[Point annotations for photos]
○ ○ ○

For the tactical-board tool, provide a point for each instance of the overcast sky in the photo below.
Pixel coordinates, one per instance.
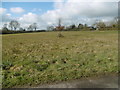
(47, 13)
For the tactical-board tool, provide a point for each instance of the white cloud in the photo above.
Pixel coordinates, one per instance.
(17, 10)
(2, 10)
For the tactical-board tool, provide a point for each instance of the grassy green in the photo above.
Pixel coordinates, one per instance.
(39, 58)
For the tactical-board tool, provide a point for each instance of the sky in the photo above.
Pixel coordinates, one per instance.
(47, 13)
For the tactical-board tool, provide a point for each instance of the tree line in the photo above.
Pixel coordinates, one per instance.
(14, 27)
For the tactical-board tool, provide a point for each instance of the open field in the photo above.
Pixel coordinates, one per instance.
(38, 58)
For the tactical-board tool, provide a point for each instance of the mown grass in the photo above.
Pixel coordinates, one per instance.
(38, 58)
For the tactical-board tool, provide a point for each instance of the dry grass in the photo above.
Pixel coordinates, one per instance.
(37, 58)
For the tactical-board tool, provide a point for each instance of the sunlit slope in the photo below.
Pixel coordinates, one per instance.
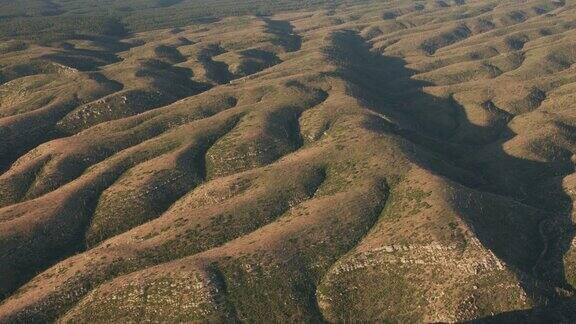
(401, 161)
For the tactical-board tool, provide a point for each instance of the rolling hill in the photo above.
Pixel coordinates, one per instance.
(287, 161)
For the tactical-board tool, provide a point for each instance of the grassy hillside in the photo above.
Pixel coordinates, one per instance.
(377, 161)
(55, 20)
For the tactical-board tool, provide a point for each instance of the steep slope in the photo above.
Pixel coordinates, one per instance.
(399, 161)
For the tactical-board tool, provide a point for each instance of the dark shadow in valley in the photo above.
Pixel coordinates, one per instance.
(284, 31)
(532, 246)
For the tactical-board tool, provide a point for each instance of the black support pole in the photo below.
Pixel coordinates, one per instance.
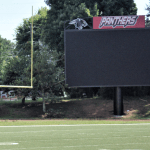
(118, 101)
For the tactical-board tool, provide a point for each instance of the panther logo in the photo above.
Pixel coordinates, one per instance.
(79, 23)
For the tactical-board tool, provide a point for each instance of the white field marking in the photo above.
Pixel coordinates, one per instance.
(132, 124)
(8, 143)
(57, 147)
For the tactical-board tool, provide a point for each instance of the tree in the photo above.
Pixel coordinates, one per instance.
(6, 52)
(46, 76)
(147, 21)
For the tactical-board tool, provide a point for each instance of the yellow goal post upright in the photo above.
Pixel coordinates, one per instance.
(14, 86)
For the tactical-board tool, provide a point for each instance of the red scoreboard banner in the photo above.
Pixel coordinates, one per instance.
(115, 22)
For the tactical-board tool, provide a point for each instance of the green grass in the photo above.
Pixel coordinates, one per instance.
(76, 137)
(65, 122)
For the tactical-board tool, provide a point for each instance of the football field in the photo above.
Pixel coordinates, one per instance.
(76, 137)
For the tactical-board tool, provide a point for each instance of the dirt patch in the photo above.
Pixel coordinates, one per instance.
(85, 108)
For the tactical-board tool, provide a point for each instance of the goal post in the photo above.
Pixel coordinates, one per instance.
(31, 86)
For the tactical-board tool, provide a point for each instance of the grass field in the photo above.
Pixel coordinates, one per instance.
(106, 136)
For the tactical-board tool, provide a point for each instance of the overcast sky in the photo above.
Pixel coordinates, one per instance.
(12, 12)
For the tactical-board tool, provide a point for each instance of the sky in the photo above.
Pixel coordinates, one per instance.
(12, 13)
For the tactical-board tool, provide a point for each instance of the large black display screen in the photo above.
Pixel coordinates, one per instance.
(107, 58)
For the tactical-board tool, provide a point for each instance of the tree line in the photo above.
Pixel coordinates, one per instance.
(48, 60)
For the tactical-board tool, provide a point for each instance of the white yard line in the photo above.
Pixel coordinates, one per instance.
(132, 124)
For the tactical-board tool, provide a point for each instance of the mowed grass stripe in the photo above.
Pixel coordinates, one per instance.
(76, 137)
(66, 122)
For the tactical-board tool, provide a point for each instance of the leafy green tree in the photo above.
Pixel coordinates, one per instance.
(6, 52)
(47, 77)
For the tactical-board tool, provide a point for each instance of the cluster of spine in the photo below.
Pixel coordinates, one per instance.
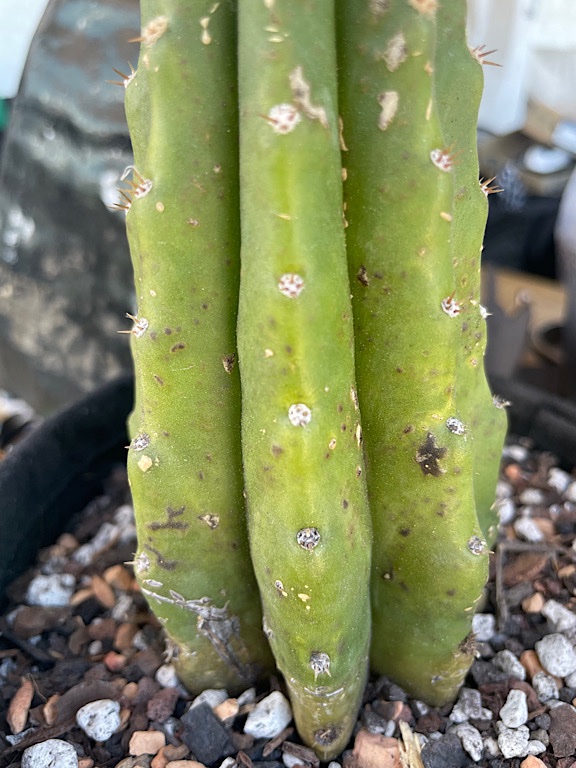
(305, 189)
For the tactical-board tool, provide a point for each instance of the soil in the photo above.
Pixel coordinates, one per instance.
(103, 643)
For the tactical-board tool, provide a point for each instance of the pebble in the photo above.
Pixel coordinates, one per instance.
(471, 740)
(560, 617)
(167, 677)
(563, 730)
(269, 717)
(507, 662)
(99, 719)
(545, 686)
(514, 713)
(469, 707)
(50, 753)
(484, 626)
(526, 528)
(556, 655)
(513, 742)
(205, 735)
(506, 511)
(54, 590)
(146, 742)
(211, 696)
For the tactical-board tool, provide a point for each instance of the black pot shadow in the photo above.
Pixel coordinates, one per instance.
(62, 464)
(55, 470)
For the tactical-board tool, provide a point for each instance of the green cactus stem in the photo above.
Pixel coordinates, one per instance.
(307, 509)
(429, 556)
(483, 413)
(184, 460)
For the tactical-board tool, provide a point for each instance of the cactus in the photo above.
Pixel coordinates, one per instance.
(307, 507)
(406, 216)
(244, 181)
(184, 460)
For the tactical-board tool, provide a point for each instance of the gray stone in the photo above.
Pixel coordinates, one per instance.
(65, 273)
(53, 590)
(507, 662)
(469, 706)
(471, 740)
(560, 617)
(211, 696)
(99, 719)
(514, 713)
(513, 742)
(50, 753)
(556, 655)
(483, 626)
(545, 686)
(269, 717)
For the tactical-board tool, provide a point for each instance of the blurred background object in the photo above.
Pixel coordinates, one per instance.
(65, 274)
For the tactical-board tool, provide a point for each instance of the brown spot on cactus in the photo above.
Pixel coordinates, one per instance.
(308, 538)
(388, 101)
(319, 663)
(428, 456)
(396, 52)
(171, 522)
(362, 276)
(228, 361)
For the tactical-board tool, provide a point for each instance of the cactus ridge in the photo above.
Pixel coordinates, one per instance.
(307, 508)
(184, 460)
(429, 555)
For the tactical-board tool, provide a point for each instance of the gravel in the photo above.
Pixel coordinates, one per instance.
(95, 655)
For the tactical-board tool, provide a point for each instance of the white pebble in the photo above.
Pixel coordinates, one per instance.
(504, 490)
(471, 740)
(291, 761)
(507, 662)
(166, 676)
(527, 529)
(99, 719)
(269, 717)
(560, 617)
(513, 742)
(570, 492)
(51, 591)
(50, 753)
(556, 655)
(535, 747)
(506, 509)
(484, 626)
(531, 496)
(559, 479)
(491, 748)
(514, 713)
(211, 696)
(469, 706)
(545, 686)
(247, 697)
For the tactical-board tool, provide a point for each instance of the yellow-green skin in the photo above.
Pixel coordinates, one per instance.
(307, 509)
(430, 558)
(458, 88)
(184, 460)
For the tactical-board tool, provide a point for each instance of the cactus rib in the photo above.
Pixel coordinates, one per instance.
(307, 509)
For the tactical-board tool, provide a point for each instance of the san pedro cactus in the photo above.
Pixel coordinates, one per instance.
(419, 333)
(305, 188)
(307, 508)
(184, 460)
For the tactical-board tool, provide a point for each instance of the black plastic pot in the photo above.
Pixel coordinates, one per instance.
(59, 467)
(56, 470)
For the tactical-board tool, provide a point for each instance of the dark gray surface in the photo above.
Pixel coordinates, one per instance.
(65, 274)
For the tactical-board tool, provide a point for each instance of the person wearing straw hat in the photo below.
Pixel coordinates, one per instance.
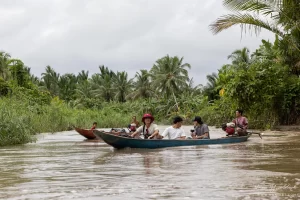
(201, 129)
(149, 130)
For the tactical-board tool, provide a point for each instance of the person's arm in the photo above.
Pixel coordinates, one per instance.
(206, 132)
(245, 123)
(183, 135)
(156, 131)
(139, 130)
(202, 136)
(165, 133)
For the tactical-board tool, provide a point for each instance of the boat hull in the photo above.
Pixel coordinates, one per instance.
(86, 133)
(123, 142)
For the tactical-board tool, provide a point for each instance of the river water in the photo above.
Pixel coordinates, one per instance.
(66, 166)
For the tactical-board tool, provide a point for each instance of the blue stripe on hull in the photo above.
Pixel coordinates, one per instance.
(123, 142)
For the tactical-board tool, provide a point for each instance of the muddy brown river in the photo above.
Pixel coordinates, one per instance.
(66, 166)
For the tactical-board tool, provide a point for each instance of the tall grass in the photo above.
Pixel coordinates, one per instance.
(20, 120)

○ ○ ○

BRIEF: List each line from the one containing "on hull in the photo above." through the last line of the records, inclusive, as a numbered list and skip any blank lines.

RESULT BELOW:
1. For the tactical-board tool, provide a point for each instance of the blue stripe on hull in the photo above.
2. Pixel coordinates, one per instance.
3. (123, 142)
4. For the tactical-board tool, provide a point for each instance of the muddy brown river in the photo above.
5. Pixel coordinates, one per instance.
6. (66, 166)
7. For the tactical-board tool, provide a point for each instance of the tall grass in the photo above.
8. Pixel coordinates, one per instance.
9. (20, 120)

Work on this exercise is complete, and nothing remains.